Retype the material that follows, keeping every word as it is.

------ Data for this exercise ------

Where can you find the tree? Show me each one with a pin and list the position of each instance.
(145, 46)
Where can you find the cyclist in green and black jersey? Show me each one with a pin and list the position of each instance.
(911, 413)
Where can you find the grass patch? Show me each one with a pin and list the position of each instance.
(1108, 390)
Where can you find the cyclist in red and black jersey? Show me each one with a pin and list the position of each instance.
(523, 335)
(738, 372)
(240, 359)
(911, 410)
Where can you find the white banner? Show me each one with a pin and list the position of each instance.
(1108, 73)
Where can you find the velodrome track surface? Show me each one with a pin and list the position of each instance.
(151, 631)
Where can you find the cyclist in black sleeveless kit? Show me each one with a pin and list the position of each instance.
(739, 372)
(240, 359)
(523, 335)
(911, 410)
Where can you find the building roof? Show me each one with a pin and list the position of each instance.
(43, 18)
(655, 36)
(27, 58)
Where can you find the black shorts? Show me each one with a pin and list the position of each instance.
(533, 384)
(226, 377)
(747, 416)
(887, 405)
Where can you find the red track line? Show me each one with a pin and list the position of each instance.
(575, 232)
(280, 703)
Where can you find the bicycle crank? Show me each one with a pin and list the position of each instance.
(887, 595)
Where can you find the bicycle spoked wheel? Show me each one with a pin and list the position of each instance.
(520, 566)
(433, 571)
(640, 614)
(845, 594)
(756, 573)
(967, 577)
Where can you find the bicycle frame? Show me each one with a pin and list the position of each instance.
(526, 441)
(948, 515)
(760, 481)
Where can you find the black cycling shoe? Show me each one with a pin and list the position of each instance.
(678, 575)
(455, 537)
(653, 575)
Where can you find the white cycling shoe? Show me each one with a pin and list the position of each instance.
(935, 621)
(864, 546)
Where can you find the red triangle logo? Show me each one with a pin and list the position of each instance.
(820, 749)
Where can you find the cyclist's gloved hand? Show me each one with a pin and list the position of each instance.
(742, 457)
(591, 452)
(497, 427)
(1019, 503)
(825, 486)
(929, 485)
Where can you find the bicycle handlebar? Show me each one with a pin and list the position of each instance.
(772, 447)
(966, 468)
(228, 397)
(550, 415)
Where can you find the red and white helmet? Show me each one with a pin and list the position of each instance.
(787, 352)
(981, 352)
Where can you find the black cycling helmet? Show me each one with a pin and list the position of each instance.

------

| Output below |
Where can you find the tree? Show me each one with a pin and list the position of each instance.
(145, 46)
Where can you find the cyclist in green and black jersey? Show me each one with a pin and list the position of each instance.
(911, 413)
Where can you find the grass patch? Show me each one with a pin and list the position of each instance.
(1108, 390)
Where can you find the cyclist in red and black jersey? Show me each one with a pin and list the position of each instance.
(523, 335)
(738, 372)
(240, 359)
(911, 410)
Where can you find the white banner? Show me each one with a pin and list the position of each instance.
(1108, 73)
Where can you find the velodrome track surface? Show me each one with a pin and list the position of each instance.
(151, 631)
Where can you find the cyclist in black sleeveless kit? Show me each one with a pin and list the position of each instance.
(739, 372)
(240, 359)
(523, 335)
(911, 410)
Where can you find the building roof? Show me each one with a pin and list the position of each instance.
(43, 18)
(655, 36)
(27, 58)
Where can you find the black shorts? Show me each one with a pin and list the position of each instance.
(533, 384)
(226, 377)
(747, 416)
(887, 405)
Where can you find the red track line? Show me each one with a pin and list the position of each instance.
(575, 232)
(280, 703)
Where can you find the bicycle crank? Show me each one with a pin and list the position of each instance.
(887, 595)
Where can you find the bicycle spoked wheel? Show me each one with a pin and list the position of each instance.
(520, 566)
(433, 571)
(640, 614)
(845, 594)
(756, 573)
(967, 577)
Where can you find the bicycle frame? Show me each one with a pin and list the position of each instance.
(526, 441)
(948, 515)
(760, 481)
Where can you find the black cycling shoe? Show me each one with a pin and list the position of each instance.
(678, 575)
(455, 537)
(653, 575)
Where can you find the white cycling shoe? Show me each one with a pin and list the position of each instance.
(935, 621)
(864, 546)
Where can you find the red triangle logo? Show me each one with a pin and list the position of each instance.
(820, 749)
Where can you find the cyclist's gloved hand? Show me each one with a pin and list the position of each instance.
(742, 457)
(591, 452)
(497, 427)
(1019, 503)
(825, 486)
(929, 485)
Where can you find the bicycle handlebar? Show me each one with a pin and list the position of each instance.
(772, 447)
(966, 468)
(228, 397)
(550, 415)
Where can you find the red and white helmet? Show me each one with a pin and list the position of each instance.
(787, 352)
(981, 352)
Where can you find the black cycling helmet? Show me each one with a pin and list the position of each instance.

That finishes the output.